* [Assignment]: Give back every line of the data exactly. Pictures are not part of the copy.

(Image-grounded pointing data)
^^^^^^^^

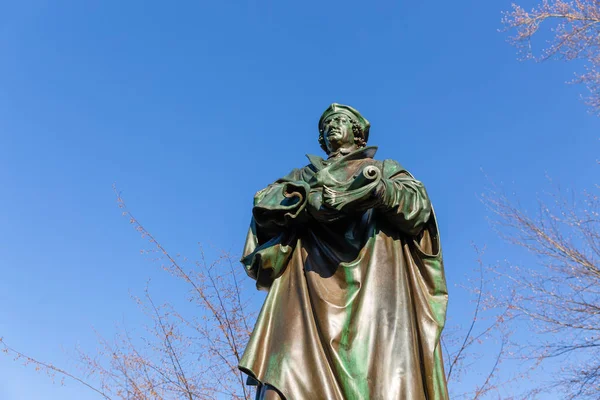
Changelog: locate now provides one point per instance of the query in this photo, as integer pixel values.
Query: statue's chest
(341, 174)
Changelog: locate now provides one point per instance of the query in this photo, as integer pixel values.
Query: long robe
(356, 298)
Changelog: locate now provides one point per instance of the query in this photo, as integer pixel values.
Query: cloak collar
(363, 152)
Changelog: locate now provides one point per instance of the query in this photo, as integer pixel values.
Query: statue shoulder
(298, 174)
(392, 167)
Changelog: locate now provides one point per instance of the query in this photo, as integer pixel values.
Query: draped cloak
(356, 300)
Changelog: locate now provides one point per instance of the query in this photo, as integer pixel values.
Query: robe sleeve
(270, 242)
(403, 200)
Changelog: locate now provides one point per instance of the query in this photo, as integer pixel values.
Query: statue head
(342, 128)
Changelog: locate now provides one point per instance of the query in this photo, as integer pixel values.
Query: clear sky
(192, 106)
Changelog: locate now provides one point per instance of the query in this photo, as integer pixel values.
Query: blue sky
(171, 101)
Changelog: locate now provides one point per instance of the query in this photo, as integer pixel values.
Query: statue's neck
(342, 151)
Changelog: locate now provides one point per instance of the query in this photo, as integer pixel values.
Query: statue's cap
(336, 108)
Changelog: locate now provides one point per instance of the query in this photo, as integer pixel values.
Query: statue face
(337, 132)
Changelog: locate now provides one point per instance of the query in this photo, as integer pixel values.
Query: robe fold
(356, 294)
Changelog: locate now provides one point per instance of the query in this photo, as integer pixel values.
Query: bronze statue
(349, 252)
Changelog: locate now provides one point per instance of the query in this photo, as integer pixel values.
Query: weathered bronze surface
(348, 249)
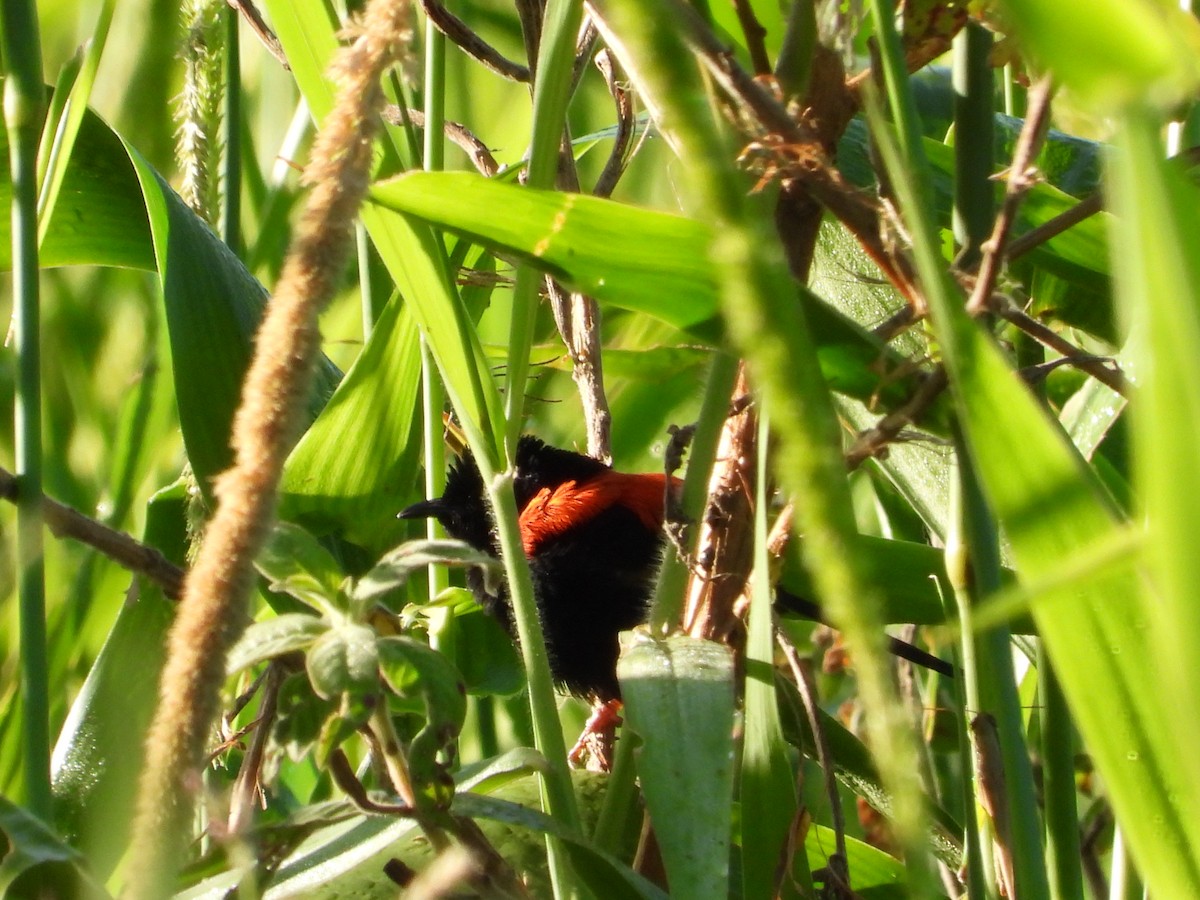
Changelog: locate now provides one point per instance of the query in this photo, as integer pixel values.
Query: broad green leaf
(345, 661)
(856, 769)
(911, 577)
(273, 637)
(673, 687)
(354, 467)
(399, 564)
(214, 306)
(36, 863)
(346, 857)
(1111, 52)
(66, 114)
(100, 750)
(100, 217)
(1099, 633)
(646, 264)
(1158, 227)
(412, 253)
(635, 259)
(298, 565)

^^^^^^^^

* [Output for this exercise]:
Changelog: locate now provides one point per instance of the query in this photo, as integer pixel values.
Query: statue's chest
(341, 174)
Changelog: locate now provides one point per instance of the query in this photo, as integer pixel values.
Query: long robe
(356, 298)
Changelog: locate now provides one point per instance of the query in this photo, as integer pixel values.
Query: cloak collar
(363, 152)
Changelog: locate now provides one point per instance of the query in this photo, as integer pixel values.
Query: statue shoulder
(298, 174)
(392, 167)
Changelog: locate now provides one point per instance of the query in this photo, as integer pixel values.
Query: draped cloak
(356, 300)
Changelog: locate now provides one point per instance of the query in this photo, as integer pixel values.
Query: robe sleeve
(270, 242)
(403, 200)
Changelog: locate now provides one point per instance of the query in this photo, as integer pixel values.
Query: statue head
(342, 128)
Changelog: locate now provides one point per instance of the query in this photo, as integer pixel values.
Query: clear sky
(192, 106)
Changelog: locate now provides one point per instance of the query in this photo, as integer pixel values.
Query: blue sky
(171, 101)
Changelog: locate now provides one point per instance of the query in this photo, as integer pixel values.
Query: statue's neck
(342, 151)
Changelog: locate now provides one point per instance of the query in this photo, as integer pixel values.
Query: statue's cap
(336, 108)
Changelog: locate now provides one point per instance of the query in this photo, as integer pixel values.
Query: statue face
(337, 132)
Changelog: locate now provides one point per instance of the query in this photo, as integer pixel values.
Query: robe fold
(356, 294)
Changelog: locate now provides one point per instance of the query in this photo, as integer pixel values.
Query: bronze statue
(349, 252)
Changelog: locate now provides one point per instance of the query in this photo, as integer pixel values.
Query: weathered bronze surface
(348, 249)
Changelog: locate now provides one point per instance of the query in this photo, as integer pixel values.
Query: broad green leaf
(345, 661)
(856, 769)
(911, 577)
(273, 637)
(673, 687)
(354, 467)
(399, 564)
(214, 306)
(36, 863)
(346, 857)
(1111, 52)
(66, 114)
(100, 750)
(100, 217)
(1099, 633)
(646, 264)
(1158, 227)
(412, 253)
(635, 259)
(298, 565)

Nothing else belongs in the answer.